» **WRITTEN TASK**
Below are records to be output exactly, every one of them.

» **TASK INPUT**

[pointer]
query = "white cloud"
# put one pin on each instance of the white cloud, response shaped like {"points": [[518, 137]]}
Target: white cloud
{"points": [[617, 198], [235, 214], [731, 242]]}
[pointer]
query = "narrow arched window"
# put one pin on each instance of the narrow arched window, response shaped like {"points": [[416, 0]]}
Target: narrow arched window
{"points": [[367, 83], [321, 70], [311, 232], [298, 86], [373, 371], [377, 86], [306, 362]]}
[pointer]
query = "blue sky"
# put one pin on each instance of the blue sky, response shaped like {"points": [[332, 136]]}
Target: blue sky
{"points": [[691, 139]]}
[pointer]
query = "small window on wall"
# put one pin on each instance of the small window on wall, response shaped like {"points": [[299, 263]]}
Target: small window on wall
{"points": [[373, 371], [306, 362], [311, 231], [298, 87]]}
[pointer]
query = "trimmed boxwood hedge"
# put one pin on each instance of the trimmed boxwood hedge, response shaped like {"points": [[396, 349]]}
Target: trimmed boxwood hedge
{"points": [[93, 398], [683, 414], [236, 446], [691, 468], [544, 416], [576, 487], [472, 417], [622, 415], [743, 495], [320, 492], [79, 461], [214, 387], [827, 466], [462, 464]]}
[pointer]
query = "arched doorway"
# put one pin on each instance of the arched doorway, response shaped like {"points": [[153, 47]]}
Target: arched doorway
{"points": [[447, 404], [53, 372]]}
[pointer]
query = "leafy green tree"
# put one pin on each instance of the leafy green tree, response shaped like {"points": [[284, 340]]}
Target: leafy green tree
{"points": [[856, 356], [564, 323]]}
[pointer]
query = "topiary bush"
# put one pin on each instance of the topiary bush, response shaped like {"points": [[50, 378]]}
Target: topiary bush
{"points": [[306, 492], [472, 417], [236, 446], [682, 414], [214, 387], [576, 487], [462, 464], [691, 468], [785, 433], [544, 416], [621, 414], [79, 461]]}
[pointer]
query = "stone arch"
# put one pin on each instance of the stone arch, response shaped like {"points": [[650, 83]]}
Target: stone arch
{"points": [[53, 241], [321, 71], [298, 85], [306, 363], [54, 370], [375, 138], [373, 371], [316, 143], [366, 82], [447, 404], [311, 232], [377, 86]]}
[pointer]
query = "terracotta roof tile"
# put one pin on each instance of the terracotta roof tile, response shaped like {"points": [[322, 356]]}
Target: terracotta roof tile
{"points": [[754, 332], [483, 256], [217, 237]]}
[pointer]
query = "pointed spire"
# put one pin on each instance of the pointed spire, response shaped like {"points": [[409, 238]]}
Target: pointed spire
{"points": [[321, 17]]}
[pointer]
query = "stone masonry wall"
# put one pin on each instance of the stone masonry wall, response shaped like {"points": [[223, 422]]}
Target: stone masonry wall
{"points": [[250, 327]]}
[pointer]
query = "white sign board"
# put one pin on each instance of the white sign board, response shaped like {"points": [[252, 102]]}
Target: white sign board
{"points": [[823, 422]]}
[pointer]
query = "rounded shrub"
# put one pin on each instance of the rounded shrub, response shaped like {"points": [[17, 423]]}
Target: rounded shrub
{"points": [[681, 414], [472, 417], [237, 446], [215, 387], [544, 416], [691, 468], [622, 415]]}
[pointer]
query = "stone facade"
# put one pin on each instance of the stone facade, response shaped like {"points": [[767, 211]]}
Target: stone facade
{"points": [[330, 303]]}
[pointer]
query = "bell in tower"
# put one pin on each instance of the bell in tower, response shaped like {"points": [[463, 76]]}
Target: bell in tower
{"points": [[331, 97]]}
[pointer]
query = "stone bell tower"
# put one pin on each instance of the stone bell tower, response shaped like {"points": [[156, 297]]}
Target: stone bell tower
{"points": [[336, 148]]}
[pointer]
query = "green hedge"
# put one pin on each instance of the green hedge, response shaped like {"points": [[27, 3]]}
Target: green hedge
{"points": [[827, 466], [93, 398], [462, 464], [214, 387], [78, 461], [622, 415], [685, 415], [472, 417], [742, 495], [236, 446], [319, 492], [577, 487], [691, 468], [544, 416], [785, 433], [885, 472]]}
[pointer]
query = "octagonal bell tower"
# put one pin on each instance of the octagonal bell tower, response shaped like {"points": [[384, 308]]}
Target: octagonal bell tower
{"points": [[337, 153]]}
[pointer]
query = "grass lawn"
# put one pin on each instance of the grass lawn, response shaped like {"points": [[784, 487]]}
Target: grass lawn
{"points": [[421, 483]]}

» **TASK RESULT**
[pointer]
query = "white cloud"
# put one pin on each instance of the white cloud, response shaped like {"points": [[518, 137]]}
Target: white cloud
{"points": [[617, 198], [235, 214], [731, 242]]}
[pointer]
query = "narrow arched window"
# put one pin on each instance of the narrow arched window, response shaped like {"points": [[416, 0]]}
Target: narrow arched window
{"points": [[367, 83], [321, 70], [311, 232], [298, 86], [373, 371], [377, 86], [306, 362]]}
[pointer]
query = "blue sky"
# put one pin on each instance of the blue sky, response shaped like {"points": [[332, 136]]}
Target: blue sky
{"points": [[691, 139]]}
[pointer]
query = "small window on wall"
# put one pin on each instance of the small window on wall, response shaped like {"points": [[299, 263]]}
Target: small window on wall
{"points": [[373, 371], [306, 362], [311, 231], [298, 87]]}
[pointer]
query = "trimmed boxwood hedge"
# put one pin on each instance of the trimmed boxwood hedge, response shaped like {"points": [[396, 349]]}
Target: trimmed boxwood hedge
{"points": [[93, 398], [683, 414], [236, 446], [691, 468], [544, 416], [576, 487], [472, 417], [622, 415], [743, 495], [320, 492], [79, 461], [214, 387], [827, 466], [462, 464]]}
[pointer]
query = "arched doorway"
# put one pin on each instance of the arched doorway, response shaped like {"points": [[153, 47]]}
Target: arched doorway
{"points": [[447, 404], [53, 372]]}
[pointer]
query = "leafy green tree"
# put one pin on each instance of the leafy green tree, response shaped like {"points": [[284, 340]]}
Target: leafy green tree
{"points": [[856, 356], [564, 323]]}
[pointer]
query = "topiary bush"
# put one pin on each instance of the topiary bush, response shaped like {"points": [[50, 378]]}
Target: topiary bush
{"points": [[306, 492], [472, 417], [236, 446], [682, 414], [214, 387], [576, 487], [462, 464], [691, 468], [785, 433], [544, 416], [621, 414], [79, 461]]}
[pointer]
query = "stone arch"
# put one pin on each instance of the stone arch, response shaped like {"points": [[650, 83]]}
Target: stone arch
{"points": [[53, 241], [321, 71], [298, 85], [306, 363], [54, 370], [375, 138], [373, 371], [316, 143], [366, 82], [447, 404], [311, 232], [377, 86]]}
[pointer]
query = "terracotta roof tile"
# put one pin on each instance of the terracotta roof tile, response shaped like {"points": [[322, 356]]}
Target: terracotta roof tile
{"points": [[754, 332], [483, 256], [217, 237]]}
[pointer]
query = "pointed spire"
# put one pin on each instance of the pointed spire, response shaped like {"points": [[409, 238]]}
Target: pointed spire
{"points": [[321, 17]]}
[pointer]
query = "stone masonry wall"
# put one pin on each instance of the stone masonry wall, response shaped like {"points": [[223, 422]]}
Target: stone masonry wall
{"points": [[250, 327]]}
[pointer]
query = "white sign board"
# put one pin on each instance of the white sign board, response shaped like {"points": [[252, 102]]}
Target: white sign board
{"points": [[823, 422]]}
[pointer]
query = "rounded shrub"
# put one pin on each instance of the rounded shrub, response shaped like {"points": [[17, 423]]}
Target: rounded shrub
{"points": [[681, 414], [472, 417], [237, 446], [215, 387], [544, 416], [691, 468], [622, 415]]}
[pointer]
query = "stone facade"
# put one pin on each instance of the stone facade, response shaped like {"points": [[767, 211]]}
Target: stone facade
{"points": [[330, 303]]}
[pointer]
query = "bell in tower"
# put one pin on each instance of the bell in tower, response shaped like {"points": [[463, 76]]}
Target: bell in tower
{"points": [[331, 97]]}
[pointer]
query = "stone bell tower"
# put one pin on each instance of the stone bell tower, response shaped like {"points": [[156, 297]]}
Target: stone bell tower
{"points": [[336, 148]]}
[pointer]
query = "green hedge"
# put one pin on each instance of the green hedge, response shaped like {"points": [[27, 3]]}
Target: green hedge
{"points": [[827, 466], [93, 398], [462, 464], [214, 387], [78, 461], [622, 415], [685, 415], [472, 417], [742, 495], [236, 446], [319, 492], [577, 487], [691, 468], [544, 416], [785, 433], [885, 472]]}
[pointer]
query = "octagonal bell tower"
# put one pin on each instance of the octagonal bell tower, response shaped like {"points": [[384, 308]]}
Target: octagonal bell tower
{"points": [[337, 153]]}
[pointer]
query = "grass lawn"
# put one pin on each instance of the grass lawn, response shaped like {"points": [[784, 487]]}
Target: grass lawn
{"points": [[421, 483]]}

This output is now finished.